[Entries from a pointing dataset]
────────────────

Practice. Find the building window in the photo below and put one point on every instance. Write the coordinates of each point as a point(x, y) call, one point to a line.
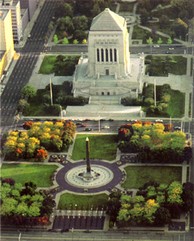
point(106, 55)
point(115, 55)
point(111, 55)
point(98, 55)
point(102, 55)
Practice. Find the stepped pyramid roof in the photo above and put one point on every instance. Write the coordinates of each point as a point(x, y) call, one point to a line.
point(108, 21)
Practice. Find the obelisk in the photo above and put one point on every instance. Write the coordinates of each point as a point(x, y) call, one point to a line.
point(88, 167)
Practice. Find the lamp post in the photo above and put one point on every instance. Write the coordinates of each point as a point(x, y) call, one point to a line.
point(88, 167)
point(155, 92)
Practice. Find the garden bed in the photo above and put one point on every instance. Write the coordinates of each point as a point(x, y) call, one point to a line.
point(137, 176)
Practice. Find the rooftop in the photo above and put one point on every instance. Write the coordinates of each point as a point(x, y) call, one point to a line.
point(108, 21)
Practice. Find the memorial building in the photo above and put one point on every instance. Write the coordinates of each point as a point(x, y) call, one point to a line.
point(108, 73)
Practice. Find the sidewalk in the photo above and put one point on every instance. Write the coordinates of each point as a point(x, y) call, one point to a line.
point(30, 25)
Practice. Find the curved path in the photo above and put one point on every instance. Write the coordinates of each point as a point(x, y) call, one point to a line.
point(64, 185)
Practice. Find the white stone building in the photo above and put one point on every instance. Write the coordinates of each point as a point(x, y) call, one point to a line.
point(109, 70)
point(14, 6)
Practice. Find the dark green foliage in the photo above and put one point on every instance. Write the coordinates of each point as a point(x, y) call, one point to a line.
point(53, 110)
point(70, 100)
point(25, 205)
point(127, 101)
point(162, 216)
point(114, 205)
point(65, 65)
point(164, 65)
point(188, 196)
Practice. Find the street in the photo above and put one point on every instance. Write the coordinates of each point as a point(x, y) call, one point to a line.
point(96, 236)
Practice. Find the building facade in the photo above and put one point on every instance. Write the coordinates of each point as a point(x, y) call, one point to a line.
point(109, 70)
point(14, 6)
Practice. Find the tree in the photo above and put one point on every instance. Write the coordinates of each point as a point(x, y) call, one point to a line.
point(23, 105)
point(169, 40)
point(65, 24)
point(149, 41)
point(164, 21)
point(160, 41)
point(84, 41)
point(162, 216)
point(28, 91)
point(55, 39)
point(114, 205)
point(68, 10)
point(174, 191)
point(65, 40)
point(80, 22)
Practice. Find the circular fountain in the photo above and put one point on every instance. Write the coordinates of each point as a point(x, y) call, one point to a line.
point(86, 177)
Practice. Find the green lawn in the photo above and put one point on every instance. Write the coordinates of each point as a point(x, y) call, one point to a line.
point(40, 174)
point(137, 176)
point(47, 65)
point(72, 201)
point(101, 147)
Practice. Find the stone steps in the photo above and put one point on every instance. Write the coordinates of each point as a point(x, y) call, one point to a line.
point(104, 100)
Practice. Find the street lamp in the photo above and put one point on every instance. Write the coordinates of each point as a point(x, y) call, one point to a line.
point(19, 237)
point(155, 92)
point(99, 124)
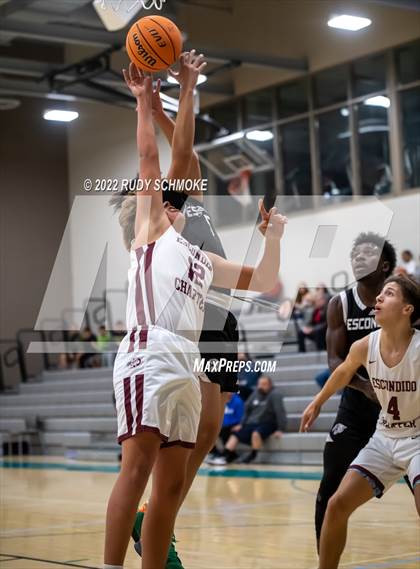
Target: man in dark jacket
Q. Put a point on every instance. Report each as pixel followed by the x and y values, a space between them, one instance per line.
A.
pixel 264 415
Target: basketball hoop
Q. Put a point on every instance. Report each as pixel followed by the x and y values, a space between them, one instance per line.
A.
pixel 239 187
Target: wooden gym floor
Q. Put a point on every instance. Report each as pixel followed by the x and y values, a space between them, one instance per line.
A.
pixel 53 515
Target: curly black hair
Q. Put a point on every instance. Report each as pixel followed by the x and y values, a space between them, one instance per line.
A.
pixel 388 250
pixel 410 290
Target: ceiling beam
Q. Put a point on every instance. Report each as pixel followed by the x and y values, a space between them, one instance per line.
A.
pixel 400 4
pixel 110 78
pixel 99 38
pixel 77 92
pixel 14 6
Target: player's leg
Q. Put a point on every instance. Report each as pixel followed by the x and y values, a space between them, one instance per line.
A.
pixel 340 450
pixel 211 418
pixel 353 491
pixel 138 457
pixel 169 476
pixel 417 496
pixel 413 470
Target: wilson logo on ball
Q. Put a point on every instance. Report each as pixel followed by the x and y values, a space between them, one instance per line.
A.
pixel 154 43
pixel 143 52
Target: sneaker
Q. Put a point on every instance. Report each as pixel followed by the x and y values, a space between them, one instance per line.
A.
pixel 217 461
pixel 173 561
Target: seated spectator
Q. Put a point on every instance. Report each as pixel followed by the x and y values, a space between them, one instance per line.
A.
pixel 68 360
pixel 272 295
pixel 408 264
pixel 304 303
pixel 317 328
pixel 117 335
pixel 264 416
pixel 234 411
pixel 247 378
pixel 87 339
pixel 103 345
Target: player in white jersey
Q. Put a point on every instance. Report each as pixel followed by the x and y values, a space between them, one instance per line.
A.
pixel 157 393
pixel 391 356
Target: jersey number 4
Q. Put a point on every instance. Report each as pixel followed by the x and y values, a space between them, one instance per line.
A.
pixel 393 408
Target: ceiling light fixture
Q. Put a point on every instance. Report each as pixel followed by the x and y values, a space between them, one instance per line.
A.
pixel 201 79
pixel 378 101
pixel 60 115
pixel 260 135
pixel 347 22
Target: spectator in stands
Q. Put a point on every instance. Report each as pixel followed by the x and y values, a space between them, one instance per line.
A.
pixel 264 416
pixel 408 264
pixel 117 335
pixel 247 378
pixel 234 411
pixel 119 331
pixel 317 327
pixel 87 339
pixel 69 359
pixel 303 303
pixel 274 295
pixel 103 342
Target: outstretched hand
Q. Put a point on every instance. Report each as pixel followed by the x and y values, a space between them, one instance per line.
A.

────────────────

▸ **EXERCISE OBJECTIVE**
Please recast the lines of the listing above as a JSON list of strings, one string per line with blank lines omitted, starting with the line containing "Practice. Find the street in" and running through the line containing "point(96, 236)", both included.

▸ **ANSWER FOR THIS EXERCISE**
[
  "Practice. Find the street in the photo above and put one point on every instance. Write the coordinates of each point as a point(x, y) call, one point to a line.",
  "point(96, 236)"
]